==== THE RECORDS

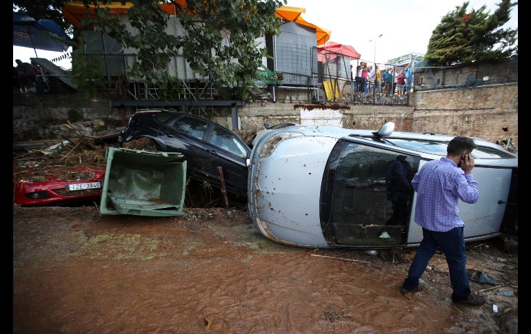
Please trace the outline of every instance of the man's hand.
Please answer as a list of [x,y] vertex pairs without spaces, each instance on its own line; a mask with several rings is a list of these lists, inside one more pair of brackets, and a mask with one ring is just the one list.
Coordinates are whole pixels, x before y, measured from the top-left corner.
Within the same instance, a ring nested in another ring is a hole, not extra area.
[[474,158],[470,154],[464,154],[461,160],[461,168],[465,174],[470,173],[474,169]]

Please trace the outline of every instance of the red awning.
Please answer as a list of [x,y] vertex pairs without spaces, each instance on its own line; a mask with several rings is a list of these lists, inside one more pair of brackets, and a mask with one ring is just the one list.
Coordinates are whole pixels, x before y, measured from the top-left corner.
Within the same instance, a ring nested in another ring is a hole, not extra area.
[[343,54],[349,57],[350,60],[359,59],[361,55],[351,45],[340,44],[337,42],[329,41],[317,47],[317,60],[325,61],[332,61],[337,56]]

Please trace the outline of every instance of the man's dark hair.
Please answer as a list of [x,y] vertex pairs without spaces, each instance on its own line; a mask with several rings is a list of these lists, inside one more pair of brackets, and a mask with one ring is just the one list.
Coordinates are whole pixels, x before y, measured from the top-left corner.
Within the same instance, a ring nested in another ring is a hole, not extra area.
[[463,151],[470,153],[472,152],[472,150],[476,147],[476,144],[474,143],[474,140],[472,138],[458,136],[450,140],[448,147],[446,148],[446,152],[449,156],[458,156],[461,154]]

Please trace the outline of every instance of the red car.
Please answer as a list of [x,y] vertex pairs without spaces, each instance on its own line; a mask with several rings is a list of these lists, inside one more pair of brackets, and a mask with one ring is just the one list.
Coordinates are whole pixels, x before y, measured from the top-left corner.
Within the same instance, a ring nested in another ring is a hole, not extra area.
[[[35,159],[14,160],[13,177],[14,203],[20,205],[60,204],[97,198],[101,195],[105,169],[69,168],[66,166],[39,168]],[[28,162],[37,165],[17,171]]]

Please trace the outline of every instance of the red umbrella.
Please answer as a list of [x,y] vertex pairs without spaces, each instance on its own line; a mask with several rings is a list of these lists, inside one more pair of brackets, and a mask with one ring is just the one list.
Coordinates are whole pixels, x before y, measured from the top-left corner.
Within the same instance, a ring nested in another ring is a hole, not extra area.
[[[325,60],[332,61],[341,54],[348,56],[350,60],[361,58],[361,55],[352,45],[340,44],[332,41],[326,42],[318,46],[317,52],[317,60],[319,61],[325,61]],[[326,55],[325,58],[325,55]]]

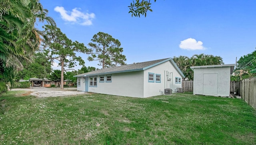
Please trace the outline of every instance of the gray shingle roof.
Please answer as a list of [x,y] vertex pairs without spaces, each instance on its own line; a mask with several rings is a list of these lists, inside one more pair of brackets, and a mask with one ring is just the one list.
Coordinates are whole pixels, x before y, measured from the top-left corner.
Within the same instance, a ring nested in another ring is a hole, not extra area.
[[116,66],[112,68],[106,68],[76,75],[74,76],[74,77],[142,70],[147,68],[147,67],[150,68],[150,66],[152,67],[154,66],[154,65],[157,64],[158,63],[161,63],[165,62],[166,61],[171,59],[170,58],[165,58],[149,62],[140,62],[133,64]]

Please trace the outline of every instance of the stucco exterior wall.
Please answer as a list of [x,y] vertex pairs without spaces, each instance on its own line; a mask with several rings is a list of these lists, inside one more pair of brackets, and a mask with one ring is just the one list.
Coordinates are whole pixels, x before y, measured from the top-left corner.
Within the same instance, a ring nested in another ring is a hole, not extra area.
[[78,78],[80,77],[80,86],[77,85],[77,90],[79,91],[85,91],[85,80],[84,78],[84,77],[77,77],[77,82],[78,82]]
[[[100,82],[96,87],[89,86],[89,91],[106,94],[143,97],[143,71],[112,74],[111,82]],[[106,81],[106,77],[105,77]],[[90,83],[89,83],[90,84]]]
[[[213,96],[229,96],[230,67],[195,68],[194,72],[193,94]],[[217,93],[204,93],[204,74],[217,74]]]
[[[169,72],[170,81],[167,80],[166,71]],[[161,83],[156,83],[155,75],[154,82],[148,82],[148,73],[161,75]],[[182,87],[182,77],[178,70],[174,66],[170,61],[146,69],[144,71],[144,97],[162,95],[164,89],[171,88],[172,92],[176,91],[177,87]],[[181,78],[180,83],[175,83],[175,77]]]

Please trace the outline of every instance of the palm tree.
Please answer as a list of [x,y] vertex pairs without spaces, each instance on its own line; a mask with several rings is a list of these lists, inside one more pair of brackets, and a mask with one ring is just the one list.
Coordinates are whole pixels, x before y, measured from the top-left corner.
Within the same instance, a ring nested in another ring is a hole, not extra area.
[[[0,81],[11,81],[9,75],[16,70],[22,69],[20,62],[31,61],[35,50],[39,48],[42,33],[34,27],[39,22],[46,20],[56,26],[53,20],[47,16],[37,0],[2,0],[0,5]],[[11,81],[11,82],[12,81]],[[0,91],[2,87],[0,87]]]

========

● **WORK TO BE COMPLETED**
Count the lines in the material above that contain the word "tree" and reply with only that number.

● **CORRECT RESPONSE**
1